= Page extract =

Taj Nabi Khan
Islamabad: Implementation of the health guideline protocols under the Standard Operating Procedures (SOPs) is significant measure to help protect the masses from the ‘re-emergence spike’ or what may be called as ‘the second wave’ of coronavirus, particularly in wake of the changing weather conditions of Pakistan.
The famous old proverb of “prevention is better than cure” perfectly fits the current pandemic situation.
Only the precautionary measures can prevent the virus from spreading to other people. Therefore, once again, the masses are sensitized and organizations urged to strictly adhere to the health protocols in terms of proper physical distance, avoidance of handshake and hugging and wearing of masks to reduce the risk of coronavirus spread for their as well as the safety of others.
Since the first case of coronavirus was reported in the country on Feb 26, 2020, the government wanted to adopt a holistic approach to curb the spread of the virus.
The first wave of the deadly virus was largely overcome due to the unprecedented measures of the government, coordinated efforts of the concerned authorities and collective response of the public at large against the pandemic.
For this purpose, the government has come up with well formulated balancing strategies to launch the approach of ‘smart lockdowns’: the targeted tracking, testing and quarantine mechanism in coordination with national security apparatus to curb the growing number of Covid-19 cases in the country by sealing the areas of infected cluster population (hotspots). Therefore, the government efforts against the virus were lauded both locally and globally.
However, the looming fear and hanging sword of the virus is still affecting the lives of people across the globe including Pakistan. The virus is transmitted either through direct contact with the infected person or with the droplets of the infected person’s cough or sneeze, or touching the surface that has cough or sneeze droplets. And later on touching the mouth or face with the infected hands as the COVID-19 virus can survive on surfaces for several hours.

= Dataset extract =
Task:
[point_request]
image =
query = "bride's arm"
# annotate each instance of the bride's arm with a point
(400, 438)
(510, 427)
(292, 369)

==

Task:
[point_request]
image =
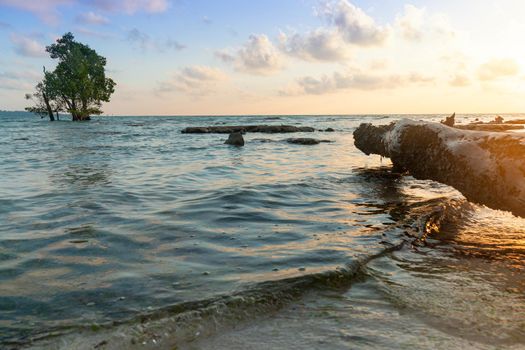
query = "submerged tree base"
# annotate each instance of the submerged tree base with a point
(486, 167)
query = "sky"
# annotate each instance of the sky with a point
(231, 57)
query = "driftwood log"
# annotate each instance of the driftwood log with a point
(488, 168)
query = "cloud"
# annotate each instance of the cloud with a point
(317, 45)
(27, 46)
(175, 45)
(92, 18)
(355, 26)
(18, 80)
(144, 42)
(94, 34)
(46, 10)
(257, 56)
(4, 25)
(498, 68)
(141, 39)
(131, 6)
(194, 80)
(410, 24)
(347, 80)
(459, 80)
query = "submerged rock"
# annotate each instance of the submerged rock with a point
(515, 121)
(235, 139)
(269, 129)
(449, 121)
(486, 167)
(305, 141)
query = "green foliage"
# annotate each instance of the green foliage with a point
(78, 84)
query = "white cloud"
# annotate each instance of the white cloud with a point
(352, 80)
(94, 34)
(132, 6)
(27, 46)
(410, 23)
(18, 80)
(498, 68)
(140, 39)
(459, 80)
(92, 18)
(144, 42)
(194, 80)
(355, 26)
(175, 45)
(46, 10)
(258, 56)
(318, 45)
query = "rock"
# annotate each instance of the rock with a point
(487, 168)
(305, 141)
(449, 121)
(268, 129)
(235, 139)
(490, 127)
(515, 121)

--

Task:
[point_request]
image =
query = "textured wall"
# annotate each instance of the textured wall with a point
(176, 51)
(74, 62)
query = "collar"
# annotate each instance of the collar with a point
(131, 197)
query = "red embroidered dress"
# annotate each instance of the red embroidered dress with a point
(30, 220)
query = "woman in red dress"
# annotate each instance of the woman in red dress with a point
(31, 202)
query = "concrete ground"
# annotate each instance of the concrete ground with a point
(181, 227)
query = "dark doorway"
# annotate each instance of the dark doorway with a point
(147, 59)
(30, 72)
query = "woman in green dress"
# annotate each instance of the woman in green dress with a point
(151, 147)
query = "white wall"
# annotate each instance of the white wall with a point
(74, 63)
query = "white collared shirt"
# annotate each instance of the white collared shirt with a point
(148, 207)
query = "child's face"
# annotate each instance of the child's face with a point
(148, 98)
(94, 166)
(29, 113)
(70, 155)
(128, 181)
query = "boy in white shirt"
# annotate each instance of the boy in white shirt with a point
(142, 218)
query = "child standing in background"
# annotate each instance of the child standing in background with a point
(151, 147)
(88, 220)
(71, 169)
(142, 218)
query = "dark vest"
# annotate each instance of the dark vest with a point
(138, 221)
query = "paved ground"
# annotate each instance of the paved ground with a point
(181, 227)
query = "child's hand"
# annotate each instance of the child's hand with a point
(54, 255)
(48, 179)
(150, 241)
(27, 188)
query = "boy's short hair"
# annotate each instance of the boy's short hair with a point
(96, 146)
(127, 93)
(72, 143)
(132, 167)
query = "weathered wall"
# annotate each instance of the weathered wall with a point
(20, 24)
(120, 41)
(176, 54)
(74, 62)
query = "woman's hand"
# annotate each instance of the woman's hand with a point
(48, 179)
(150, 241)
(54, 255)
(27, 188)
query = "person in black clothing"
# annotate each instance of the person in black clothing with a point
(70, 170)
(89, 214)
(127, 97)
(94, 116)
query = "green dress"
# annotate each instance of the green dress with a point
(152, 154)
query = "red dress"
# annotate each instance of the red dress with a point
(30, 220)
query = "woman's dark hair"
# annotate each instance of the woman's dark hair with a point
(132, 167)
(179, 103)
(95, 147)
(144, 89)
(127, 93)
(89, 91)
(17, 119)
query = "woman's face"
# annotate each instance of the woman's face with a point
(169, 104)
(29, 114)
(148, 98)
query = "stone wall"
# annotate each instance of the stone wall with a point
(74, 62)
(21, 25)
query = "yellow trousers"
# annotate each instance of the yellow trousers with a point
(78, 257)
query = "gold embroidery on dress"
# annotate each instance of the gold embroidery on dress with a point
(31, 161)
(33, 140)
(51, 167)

= Work instructions =
Please rewrite the passage of the coronavirus article between "The famous old" and "of the virus.", inclusive, putting "face coverings" in place of "masks".

= Task output =
The famous old proverb of “prevention is better than cure” perfectly fits the current pandemic situation.
Only the precautionary measures can prevent the virus from spreading to other people. Therefore, once again, the masses are sensitized and organizations urged to strictly adhere to the health protocols in terms of proper physical distance, avoidance of handshake and hugging and wearing of face coverings to reduce the risk of coronavirus spread for their as well as the safety of others.
Since the first case of coronavirus was reported in the country on Feb 26, 2020, the government wanted to adopt a holistic approach to curb the spread of the virus.